**The task**
Return the records as they stand. No picture is to be included.
┌─ Data listing
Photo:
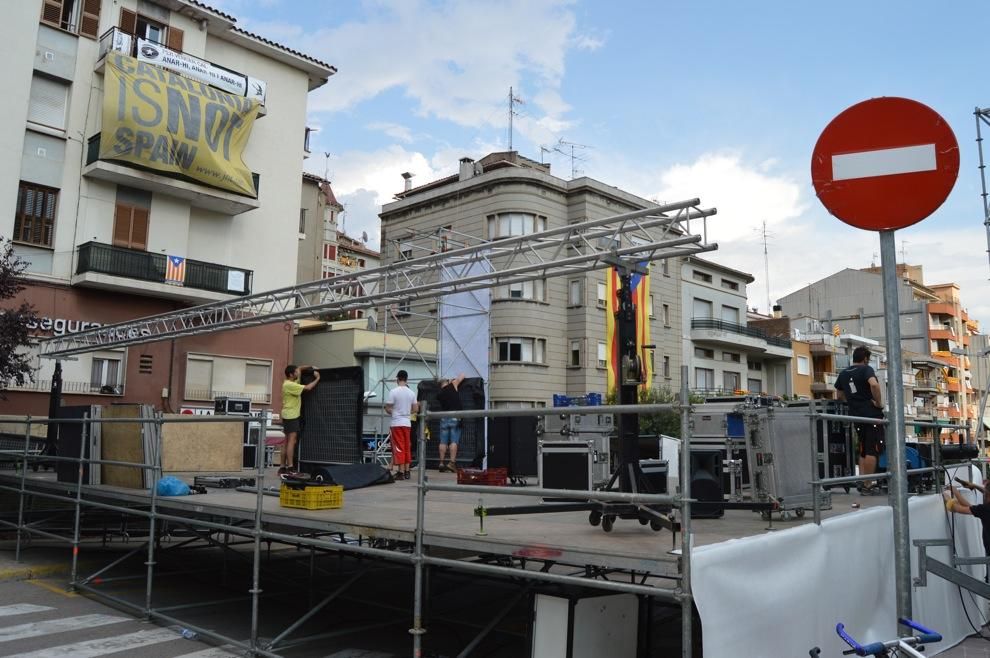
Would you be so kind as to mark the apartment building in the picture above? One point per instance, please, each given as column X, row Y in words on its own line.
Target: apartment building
column 546, row 336
column 726, row 354
column 150, row 160
column 936, row 336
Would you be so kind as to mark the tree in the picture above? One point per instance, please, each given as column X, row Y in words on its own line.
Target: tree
column 15, row 336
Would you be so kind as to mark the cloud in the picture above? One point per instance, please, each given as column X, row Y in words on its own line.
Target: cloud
column 393, row 130
column 455, row 61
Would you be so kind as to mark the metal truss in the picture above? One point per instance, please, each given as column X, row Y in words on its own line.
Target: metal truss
column 651, row 234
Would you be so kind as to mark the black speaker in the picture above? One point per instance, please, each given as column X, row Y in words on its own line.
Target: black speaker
column 332, row 418
column 706, row 483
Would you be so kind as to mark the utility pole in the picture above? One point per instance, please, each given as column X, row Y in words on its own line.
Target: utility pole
column 513, row 99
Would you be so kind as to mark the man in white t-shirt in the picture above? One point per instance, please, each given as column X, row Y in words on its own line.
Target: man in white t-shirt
column 401, row 403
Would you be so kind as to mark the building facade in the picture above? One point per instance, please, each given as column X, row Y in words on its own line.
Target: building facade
column 134, row 223
column 546, row 336
column 936, row 335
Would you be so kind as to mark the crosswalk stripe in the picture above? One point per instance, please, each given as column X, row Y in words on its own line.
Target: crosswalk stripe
column 21, row 631
column 22, row 609
column 103, row 646
column 212, row 652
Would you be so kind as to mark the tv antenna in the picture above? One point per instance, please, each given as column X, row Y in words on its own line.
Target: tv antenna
column 561, row 148
column 513, row 100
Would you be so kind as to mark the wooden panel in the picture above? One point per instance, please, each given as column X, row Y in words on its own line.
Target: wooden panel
column 128, row 21
column 173, row 37
column 89, row 23
column 51, row 12
column 122, row 442
column 202, row 447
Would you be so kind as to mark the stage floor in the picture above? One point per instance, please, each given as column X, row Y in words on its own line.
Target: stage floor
column 389, row 512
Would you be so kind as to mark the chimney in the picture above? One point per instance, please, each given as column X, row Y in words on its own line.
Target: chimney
column 467, row 168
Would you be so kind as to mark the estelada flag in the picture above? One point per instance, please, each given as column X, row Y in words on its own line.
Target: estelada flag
column 640, row 284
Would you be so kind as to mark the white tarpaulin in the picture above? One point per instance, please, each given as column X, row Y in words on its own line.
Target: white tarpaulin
column 781, row 593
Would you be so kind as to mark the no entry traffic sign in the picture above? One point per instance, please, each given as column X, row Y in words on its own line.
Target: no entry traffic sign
column 885, row 163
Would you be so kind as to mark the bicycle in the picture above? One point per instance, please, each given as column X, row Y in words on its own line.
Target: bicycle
column 906, row 646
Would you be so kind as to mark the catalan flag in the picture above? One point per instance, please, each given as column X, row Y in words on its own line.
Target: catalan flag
column 640, row 284
column 175, row 270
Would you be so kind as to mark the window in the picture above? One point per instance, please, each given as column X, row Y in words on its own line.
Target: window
column 575, row 292
column 511, row 224
column 521, row 350
column 47, row 102
column 130, row 218
column 531, row 290
column 34, row 219
column 77, row 16
column 150, row 29
column 702, row 308
column 731, row 381
column 105, row 376
column 704, row 378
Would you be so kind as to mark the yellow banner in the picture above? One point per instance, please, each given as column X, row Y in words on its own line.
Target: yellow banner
column 161, row 120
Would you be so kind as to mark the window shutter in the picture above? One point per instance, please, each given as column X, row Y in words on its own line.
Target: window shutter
column 47, row 102
column 51, row 12
column 128, row 21
column 139, row 229
column 173, row 38
column 89, row 24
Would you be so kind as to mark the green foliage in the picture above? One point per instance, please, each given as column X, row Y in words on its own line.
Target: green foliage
column 664, row 422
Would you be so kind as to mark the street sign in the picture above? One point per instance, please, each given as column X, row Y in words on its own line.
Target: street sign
column 885, row 164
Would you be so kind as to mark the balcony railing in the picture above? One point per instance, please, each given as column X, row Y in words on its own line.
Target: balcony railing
column 93, row 154
column 732, row 327
column 146, row 266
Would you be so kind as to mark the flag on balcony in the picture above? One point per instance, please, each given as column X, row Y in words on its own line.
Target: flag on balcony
column 640, row 284
column 175, row 270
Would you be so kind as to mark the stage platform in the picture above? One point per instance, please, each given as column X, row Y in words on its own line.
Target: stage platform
column 388, row 512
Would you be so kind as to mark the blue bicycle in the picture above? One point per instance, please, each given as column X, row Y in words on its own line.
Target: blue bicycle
column 908, row 645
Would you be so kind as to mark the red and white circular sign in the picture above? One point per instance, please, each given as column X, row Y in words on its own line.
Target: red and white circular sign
└─
**Answer box**
Photo:
Would you be so kind as to mark the apartment building in the picture above? One point per instance, please, each given as column X, row Y in words on its own line.
Target: apartment building
column 546, row 336
column 726, row 354
column 150, row 160
column 936, row 336
Would you be so kind as to mark the tree in the picture above? One point per instance, please, each given as column X, row Y in words on its own line.
Target: tree
column 15, row 336
Would you be so kind as to mark the cloud in the picture above? One point per instance, please, each given as column X, row Y in words on its own line.
Target: cloud
column 393, row 130
column 455, row 61
Would you be so kind as to mark the metal truss in the picture above? One point per instance, please, each given as column X, row Y in words on its own line.
Target: metal truss
column 651, row 234
Would you be so kind as to mark the black speaker in the picture above? One point per instance, please, each given as column X, row Y in words on its own line.
Target: black speaker
column 332, row 418
column 706, row 483
Would you be so kind as to mark the utility pole in the picture above? One point per instance, please, each given as column X, row Y in words on its own line.
Target: utility pole
column 513, row 99
Would you be so kind as to mark the man in white t-shirt in the picture above? One point per instance, please, each given as column X, row Y in words on its own line.
Target: man in white t-shirt
column 401, row 403
Would you be so kind as to mark the building facade in the picture above? One point per instance, please, each given as column X, row Y in words on its own line.
Target: building facade
column 134, row 223
column 546, row 336
column 936, row 335
Would you be so kind as to mark the crosswalk stripe in the picture above? One point per instance, please, each given as column X, row Y in words on its own line.
Target: crosswalk stripe
column 21, row 631
column 22, row 609
column 103, row 646
column 212, row 652
Would you be so kind as to mark the tv antenna in the picture above? One point per instance, please, each given as column X, row Y in words on its own line.
Target: tv antenna
column 561, row 148
column 513, row 100
Would you be so kind as to mark the wooden panel in the picture above? One point per instance, please, each given as column X, row Y in words on its own line.
Target: wooden panel
column 128, row 21
column 173, row 37
column 89, row 23
column 51, row 12
column 122, row 442
column 202, row 447
Would you be so kind as to mark the stage floor in the picture above? One point per instance, please, each given as column X, row Y in words on its own line.
Target: stage floor
column 389, row 512
Would you be so kind as to mark the chimney in the picture above? One point per instance, please, each given as column X, row Y in words on its own line.
Target: chimney
column 467, row 168
Would you be so kind as to mark the estelada flag in the picture above? One point per instance, please, each given as column X, row Y in words on its own line.
Target: estelada flag
column 640, row 284
Would you be so kind as to mark the white tarpaulin in the picture above? One point per instance, please, each given as column X, row Y in words on its own line.
Target: white tarpaulin
column 781, row 593
Would you be so kind as to mark the no entry traffic sign in the picture above? One point per instance, please, each given as column X, row Y in words on its own line.
Target: no entry traffic sign
column 885, row 163
Would you be so kind as to mark the bicycle in the picture above? One point per instance, please, each given as column X, row Y in words on its own line.
Target: bicycle
column 906, row 646
Would you be so kind as to mark the catalan flag in the picture above? One point per instance, please, each given as column X, row Y in words on its own line.
Target: catalan flag
column 640, row 284
column 175, row 270
Would you be so kind as to mark the window in the picture above? One point per instance, please, each given as column X, row Y in words on its own line.
Target: window
column 575, row 292
column 511, row 224
column 521, row 350
column 47, row 102
column 130, row 218
column 531, row 290
column 34, row 219
column 77, row 16
column 150, row 29
column 702, row 308
column 731, row 381
column 105, row 376
column 704, row 378
Would you be so kind as to mark the yellow banner in the picture above? One point per instance, please, each given as column X, row Y in words on its own line.
Target: yellow banner
column 161, row 120
Would you be so kind as to mark the window shutter in the picture above? One point per instance, please, each given as column X, row Y in words on its own line.
Target: window shutter
column 47, row 102
column 51, row 12
column 128, row 21
column 139, row 229
column 173, row 38
column 89, row 24
Would you be so kind as to mark the green foliage in the picture above? One point per instance, please, each given as column X, row Y in words on its own line.
Target: green foliage
column 664, row 422
Would you be so kind as to mark the street sign in the picture above? One point per instance, please, each given as column X, row Y in words on its own line.
Target: street sign
column 885, row 164
Would you be so kind as to mark the balcony railing in the picture above? One point per instance, please, each given as column X, row Y in words on its own line.
Target: balcony railing
column 93, row 154
column 732, row 327
column 146, row 266
Would you be so kind as to mark the flag on balcony in the picture above? One point per instance, please, each given as column X, row Y in words on its own line.
Target: flag on balcony
column 640, row 284
column 175, row 270
Would you be so kind as to mark the stage platform in the picture above? One point per instance, please, each given as column X, row Y in words on its own line.
Target: stage platform
column 388, row 512
Would you be so kind as to mark the blue bicycle in the picture above? One point per instance, please, each given as column X, row Y in words on its own line.
Target: blue bicycle
column 908, row 645
Would you be so kind as to mark the red and white circular sign in the picture above? One point per instance, please, each given as column X, row Y in words on its own line.
Target: red and white circular sign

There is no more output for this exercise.